• CONSIGNE 1:
D'après le texte sur le féminisme, dans quelles vagues s'inscrivent les critiques féministes du bonheur ?

━━━ TEXTE À LIRE

Le féminisme est un mouvement de justice sociale qui lutte contre les oppressions et les situations de domination spécifiquement subies par les femmes

Trois vagues de féminisme

  1. Première vague
    • Lutte pour l'égalité de statut et pour les droits civils et politiques
    • Exemples : accès à l'éducation, droit de vote, liberté d'expression …
  1. Deuxième vague
    • Défense de la liberté individuelle et critique de l'oppression et de la domination subies dans la vie privée et la sphère économique et sociale
    • Exemples : droit à l'avortement, accès à la contraception, accès à l'emploi, égalité salariale, dénonciation des inégalités dans le travail domestique, dénonciation des violences conjugales, du harcèlement, du viol …
  1. Troisième vague
    • Croisement avec d'autres luttes : contre le racisme, contre l'homophobie, contre la transphobie …
    • Extension de la critique du sexisme, des normes de genre, de l'hétéronormativité
    • Exemples : extension des luttes précédentes par l'inclusion des voix marginalisées, luttes linguistiques (écriture inclusive), dénonciation plus large des agressions sexuelles (#MeToo) …

Les critiques féministes du bonheur s'inscrivent dans le cadre de la deuxième vague (Simone de Beauvoir) et de la troisième vague (Sara Ahmed)

« On ne sait trop ce que le mot bonheur signifie et encore moins quelles valeurs authentiques il recouvre »

Simone de Beauvoir, Le deuxième sexe, I, Introduction

Question de l'authenticité du bonheur

  1. Le choix de vie que fait une personne est-il un choix libre et source d'un véritable bonheur ? Ou bien …
  2. … ce choix n'est-il qu'une soumission aux normes sociales dominantes qui ne permet pas de se réaliser ?

« Il est toujours facile de déclarer heureuse la situation qu’on veut lui imposer […]. »

Simone de Beauvoir, Le deuxième sexe, I, Introduction

Ce qui est critiqué ici, c'est un ensemble d'usages sociaux et politiques du bonheur.

━━━━━━

• CONSIGNE 2:
Filtrez la liste ci-dessous en recopiant chaque ligne qui contient le mot « negative ».

━━━ EXTRAIT DE LISTE

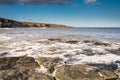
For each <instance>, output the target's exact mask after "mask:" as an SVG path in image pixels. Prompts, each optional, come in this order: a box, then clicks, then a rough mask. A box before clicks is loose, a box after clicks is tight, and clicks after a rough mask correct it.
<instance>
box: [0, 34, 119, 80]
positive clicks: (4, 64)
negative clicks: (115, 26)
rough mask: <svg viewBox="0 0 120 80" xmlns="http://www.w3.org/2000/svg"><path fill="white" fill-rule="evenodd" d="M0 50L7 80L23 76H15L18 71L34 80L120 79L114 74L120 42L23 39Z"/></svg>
mask: <svg viewBox="0 0 120 80" xmlns="http://www.w3.org/2000/svg"><path fill="white" fill-rule="evenodd" d="M0 49H1V51H2V52H1V53H0V57H1V58H0V62H1V65H0V69H1V71H0V73H1V74H2V73H3V72H5V73H6V74H7V75H6V77H7V78H9V76H10V77H11V79H14V77H15V76H17V78H16V79H19V78H20V75H17V74H14V73H15V72H16V71H17V73H19V74H20V73H22V75H24V77H23V78H26V77H27V76H29V75H30V74H32V75H33V76H32V78H33V79H32V80H39V79H46V80H79V79H82V80H86V79H87V80H89V79H95V80H106V79H108V80H109V79H110V80H111V79H113V80H116V79H118V78H119V77H118V76H119V74H115V72H116V71H118V70H119V68H118V67H119V66H118V65H117V64H119V63H117V62H119V60H120V43H118V42H109V41H102V40H99V39H96V38H93V37H91V36H83V35H81V36H80V35H79V36H77V35H64V36H56V37H47V38H40V39H36V40H32V41H26V40H24V39H23V41H15V42H4V43H0ZM10 61H11V62H10ZM8 63H10V64H8ZM13 65H14V66H13ZM28 66H31V67H28ZM4 67H6V68H5V69H4ZM10 70H13V71H10ZM97 70H98V72H96V71H97ZM8 71H9V73H8ZM26 71H28V73H27V74H25V72H26ZM84 72H85V73H84ZM91 72H92V73H91ZM77 73H79V74H77ZM9 74H11V75H9ZM63 74H65V75H63ZM81 74H82V75H81ZM71 75H72V76H71ZM0 76H2V75H0ZM12 76H13V77H12ZM61 76H62V77H61ZM28 78H29V79H30V78H31V77H30V76H29V77H28ZM2 79H3V78H2Z"/></svg>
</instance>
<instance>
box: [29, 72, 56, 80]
mask: <svg viewBox="0 0 120 80" xmlns="http://www.w3.org/2000/svg"><path fill="white" fill-rule="evenodd" d="M30 80H31V79H30ZM33 80H55V78H54V77H52V76H49V75H46V74H43V73H36V74H35V75H34V78H33Z"/></svg>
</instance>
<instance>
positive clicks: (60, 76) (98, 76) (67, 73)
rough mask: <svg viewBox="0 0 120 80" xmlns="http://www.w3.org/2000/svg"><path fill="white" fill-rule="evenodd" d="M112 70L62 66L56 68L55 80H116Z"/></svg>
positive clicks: (81, 66)
mask: <svg viewBox="0 0 120 80" xmlns="http://www.w3.org/2000/svg"><path fill="white" fill-rule="evenodd" d="M117 78H118V76H117V75H116V74H115V73H114V70H108V69H100V68H98V67H95V66H88V65H83V64H80V65H63V66H60V67H58V68H57V71H56V80H116V79H117Z"/></svg>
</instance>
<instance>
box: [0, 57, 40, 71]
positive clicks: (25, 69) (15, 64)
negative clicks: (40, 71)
mask: <svg viewBox="0 0 120 80" xmlns="http://www.w3.org/2000/svg"><path fill="white" fill-rule="evenodd" d="M37 67H40V64H39V63H38V62H36V60H35V59H34V58H32V57H25V56H22V57H6V58H0V70H8V69H19V70H26V69H35V68H37Z"/></svg>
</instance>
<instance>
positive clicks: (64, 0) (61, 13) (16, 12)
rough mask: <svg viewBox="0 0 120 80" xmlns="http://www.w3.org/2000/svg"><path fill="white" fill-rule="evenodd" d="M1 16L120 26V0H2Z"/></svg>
mask: <svg viewBox="0 0 120 80" xmlns="http://www.w3.org/2000/svg"><path fill="white" fill-rule="evenodd" d="M0 17H4V18H10V19H15V20H19V21H32V22H42V23H57V24H66V25H71V26H76V27H120V0H0Z"/></svg>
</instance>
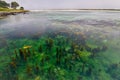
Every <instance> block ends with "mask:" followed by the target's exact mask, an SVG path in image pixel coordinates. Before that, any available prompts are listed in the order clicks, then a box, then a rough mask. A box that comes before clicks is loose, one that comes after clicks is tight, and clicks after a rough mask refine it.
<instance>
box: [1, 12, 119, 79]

━━━━━━

• RÉPONSE RÉDIGÉE 1:
Dans la deuxième vague (Simone de Beauvoir) et dans la troisième vague (Sara Ahmed).

• RÉPONSE RÉDIGÉE 2:
negative clicks: (115, 26)
negative clicks: (40, 71)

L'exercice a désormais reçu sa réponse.